▶ [SHORT PROBLEM]: From the forum post about choosing a background for colored text, return verbatim the passage between "Can I somehow" and "valid answer ;)", inclusive.

▶ [SOURCE]:
##############################
Spudhead
04-14-2003, 05:28 PM
I'm sure this has been raised before, but:
Say I'm pulling out some text content from a database; the content has a hex colour value attached to it. If it's a light colour, I want it on a dark background. And vice versa.
I could just knock up a script that takes the hex value for the curent colour and makes another; by reversing it for example. (We're not necessarily dealing with websafe colours here :))
But I'd like, basically, for any colours that would show up best on black to be on black, and any colours that read best on white to be on white.
Can I somehow work out the "best colour to be on" from the hex? Like, if it's mainly letters, or if the 3 values for RGB are roughly similar? Am I just off in Spudworld again?
And is case you hadn't guessed, this is more of an exercise than a practical problem, so "add the background colour as a database field" is not a valid answer ;)
Say I'm pulling out some text content from a database; the content has a hex colour value attached to it. If it's a light colour, I want it on a dark background. And vice versa.
##############################
▶ [DATASET ROWS]:

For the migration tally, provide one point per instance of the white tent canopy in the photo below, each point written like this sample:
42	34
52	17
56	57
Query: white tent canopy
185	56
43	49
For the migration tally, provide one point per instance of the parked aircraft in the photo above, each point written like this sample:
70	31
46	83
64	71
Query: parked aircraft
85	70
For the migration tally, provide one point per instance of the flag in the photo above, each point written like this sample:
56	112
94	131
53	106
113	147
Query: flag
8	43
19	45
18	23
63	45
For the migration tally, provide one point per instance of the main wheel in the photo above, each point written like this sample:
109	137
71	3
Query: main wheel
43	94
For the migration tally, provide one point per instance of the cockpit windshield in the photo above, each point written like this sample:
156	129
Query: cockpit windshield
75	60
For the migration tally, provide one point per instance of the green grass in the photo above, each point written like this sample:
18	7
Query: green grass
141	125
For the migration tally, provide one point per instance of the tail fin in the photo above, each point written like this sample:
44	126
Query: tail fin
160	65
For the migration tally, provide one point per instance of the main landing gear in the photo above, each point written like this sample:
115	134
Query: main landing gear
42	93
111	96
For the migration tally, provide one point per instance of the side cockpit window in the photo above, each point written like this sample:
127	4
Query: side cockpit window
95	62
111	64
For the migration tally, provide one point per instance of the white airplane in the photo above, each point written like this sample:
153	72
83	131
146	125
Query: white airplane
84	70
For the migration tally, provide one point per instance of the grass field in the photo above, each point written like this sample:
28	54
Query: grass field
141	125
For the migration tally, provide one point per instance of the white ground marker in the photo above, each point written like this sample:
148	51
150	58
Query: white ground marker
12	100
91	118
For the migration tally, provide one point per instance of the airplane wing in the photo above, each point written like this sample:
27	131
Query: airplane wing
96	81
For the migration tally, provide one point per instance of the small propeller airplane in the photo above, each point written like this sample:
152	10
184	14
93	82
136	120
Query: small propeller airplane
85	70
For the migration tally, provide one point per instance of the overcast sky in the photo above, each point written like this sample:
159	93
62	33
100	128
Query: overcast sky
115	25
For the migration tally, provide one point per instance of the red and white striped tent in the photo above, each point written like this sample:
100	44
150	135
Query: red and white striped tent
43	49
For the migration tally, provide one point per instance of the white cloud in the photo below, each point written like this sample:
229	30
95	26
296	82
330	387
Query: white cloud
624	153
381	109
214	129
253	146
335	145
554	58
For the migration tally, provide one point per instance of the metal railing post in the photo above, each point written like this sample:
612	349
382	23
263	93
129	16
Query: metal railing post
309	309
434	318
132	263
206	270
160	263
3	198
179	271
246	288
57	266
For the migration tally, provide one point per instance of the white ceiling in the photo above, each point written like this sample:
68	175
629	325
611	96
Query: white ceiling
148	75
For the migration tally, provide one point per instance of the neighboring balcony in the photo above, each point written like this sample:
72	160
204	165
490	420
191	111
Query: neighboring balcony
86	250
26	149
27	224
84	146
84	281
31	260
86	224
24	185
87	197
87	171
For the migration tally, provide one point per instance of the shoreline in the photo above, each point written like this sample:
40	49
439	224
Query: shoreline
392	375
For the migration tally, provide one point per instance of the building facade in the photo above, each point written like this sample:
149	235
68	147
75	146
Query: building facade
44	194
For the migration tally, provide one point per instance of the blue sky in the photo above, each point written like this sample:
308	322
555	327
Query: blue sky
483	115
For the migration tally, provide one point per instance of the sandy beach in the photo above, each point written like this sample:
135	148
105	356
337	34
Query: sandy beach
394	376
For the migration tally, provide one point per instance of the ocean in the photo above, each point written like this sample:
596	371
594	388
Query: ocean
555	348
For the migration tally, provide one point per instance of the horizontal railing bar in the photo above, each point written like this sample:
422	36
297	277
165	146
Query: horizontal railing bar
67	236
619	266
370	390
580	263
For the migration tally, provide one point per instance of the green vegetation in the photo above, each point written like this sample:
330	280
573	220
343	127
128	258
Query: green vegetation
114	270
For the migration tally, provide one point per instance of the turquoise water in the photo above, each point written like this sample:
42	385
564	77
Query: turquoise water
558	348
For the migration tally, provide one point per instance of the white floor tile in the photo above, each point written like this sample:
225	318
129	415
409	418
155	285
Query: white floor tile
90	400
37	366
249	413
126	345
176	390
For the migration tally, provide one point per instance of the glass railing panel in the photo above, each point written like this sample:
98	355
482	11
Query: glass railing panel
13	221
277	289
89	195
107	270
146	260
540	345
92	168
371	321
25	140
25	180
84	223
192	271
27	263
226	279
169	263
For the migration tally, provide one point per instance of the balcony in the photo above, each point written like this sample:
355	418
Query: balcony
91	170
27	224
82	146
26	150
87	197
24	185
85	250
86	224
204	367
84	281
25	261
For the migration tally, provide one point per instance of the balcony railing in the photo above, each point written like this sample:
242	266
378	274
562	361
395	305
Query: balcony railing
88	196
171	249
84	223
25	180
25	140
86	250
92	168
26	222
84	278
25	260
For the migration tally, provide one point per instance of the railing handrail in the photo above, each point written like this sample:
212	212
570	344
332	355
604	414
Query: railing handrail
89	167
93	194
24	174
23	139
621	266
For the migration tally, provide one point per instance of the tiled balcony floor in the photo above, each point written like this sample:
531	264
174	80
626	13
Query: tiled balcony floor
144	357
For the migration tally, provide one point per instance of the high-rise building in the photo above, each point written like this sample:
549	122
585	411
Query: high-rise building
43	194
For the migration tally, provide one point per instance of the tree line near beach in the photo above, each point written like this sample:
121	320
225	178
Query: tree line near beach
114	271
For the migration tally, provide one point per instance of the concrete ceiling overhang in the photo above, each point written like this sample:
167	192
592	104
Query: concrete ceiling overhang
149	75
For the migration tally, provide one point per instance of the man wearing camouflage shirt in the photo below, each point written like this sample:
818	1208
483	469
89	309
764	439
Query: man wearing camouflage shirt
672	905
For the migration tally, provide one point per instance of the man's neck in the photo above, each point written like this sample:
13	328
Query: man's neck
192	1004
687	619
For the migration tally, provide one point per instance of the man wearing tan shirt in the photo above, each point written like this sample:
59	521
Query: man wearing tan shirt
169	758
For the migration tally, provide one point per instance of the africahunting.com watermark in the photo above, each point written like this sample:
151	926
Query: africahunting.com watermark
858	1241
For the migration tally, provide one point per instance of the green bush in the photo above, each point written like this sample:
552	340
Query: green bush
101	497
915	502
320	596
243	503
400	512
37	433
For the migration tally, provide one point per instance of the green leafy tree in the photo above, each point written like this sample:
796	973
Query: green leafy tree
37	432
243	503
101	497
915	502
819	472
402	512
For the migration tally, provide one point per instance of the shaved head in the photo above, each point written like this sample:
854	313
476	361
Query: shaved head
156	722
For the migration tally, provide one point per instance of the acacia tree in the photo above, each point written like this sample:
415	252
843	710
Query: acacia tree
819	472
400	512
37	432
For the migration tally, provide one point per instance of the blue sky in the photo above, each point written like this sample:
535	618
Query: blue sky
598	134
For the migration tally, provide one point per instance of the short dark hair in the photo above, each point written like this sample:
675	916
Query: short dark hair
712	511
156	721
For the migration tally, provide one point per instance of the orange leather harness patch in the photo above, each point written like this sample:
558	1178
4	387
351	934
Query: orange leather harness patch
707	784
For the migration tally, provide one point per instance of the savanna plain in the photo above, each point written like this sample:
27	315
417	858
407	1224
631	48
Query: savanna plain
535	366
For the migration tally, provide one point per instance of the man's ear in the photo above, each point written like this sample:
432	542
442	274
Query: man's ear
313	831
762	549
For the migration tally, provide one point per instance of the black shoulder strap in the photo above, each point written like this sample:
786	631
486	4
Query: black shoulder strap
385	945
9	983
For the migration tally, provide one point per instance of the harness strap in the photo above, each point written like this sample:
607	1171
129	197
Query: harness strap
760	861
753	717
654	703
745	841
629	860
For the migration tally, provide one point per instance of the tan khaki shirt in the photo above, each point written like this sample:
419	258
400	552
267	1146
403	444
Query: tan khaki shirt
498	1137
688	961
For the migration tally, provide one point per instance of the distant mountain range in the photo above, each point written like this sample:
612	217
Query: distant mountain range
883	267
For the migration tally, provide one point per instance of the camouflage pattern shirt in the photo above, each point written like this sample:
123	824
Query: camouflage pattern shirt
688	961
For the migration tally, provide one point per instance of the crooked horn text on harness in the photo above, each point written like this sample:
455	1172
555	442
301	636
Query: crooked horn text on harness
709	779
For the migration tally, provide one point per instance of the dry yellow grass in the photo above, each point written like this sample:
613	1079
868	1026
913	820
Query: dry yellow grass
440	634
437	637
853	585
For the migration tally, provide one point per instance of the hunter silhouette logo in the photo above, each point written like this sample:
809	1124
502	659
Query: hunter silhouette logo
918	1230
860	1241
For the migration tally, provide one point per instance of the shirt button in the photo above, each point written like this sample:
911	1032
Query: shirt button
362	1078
##############################
▶ [TASK RESPONSE]:
Can I somehow work out the "best colour to be on" from the hex? Like, if it's mainly letters, or if the 3 values for RGB are roughly similar? Am I just off in Spudworld again?
And is case you hadn't guessed, this is more of an exercise than a practical problem, so "add the background colour as a database field" is not a valid answer ;)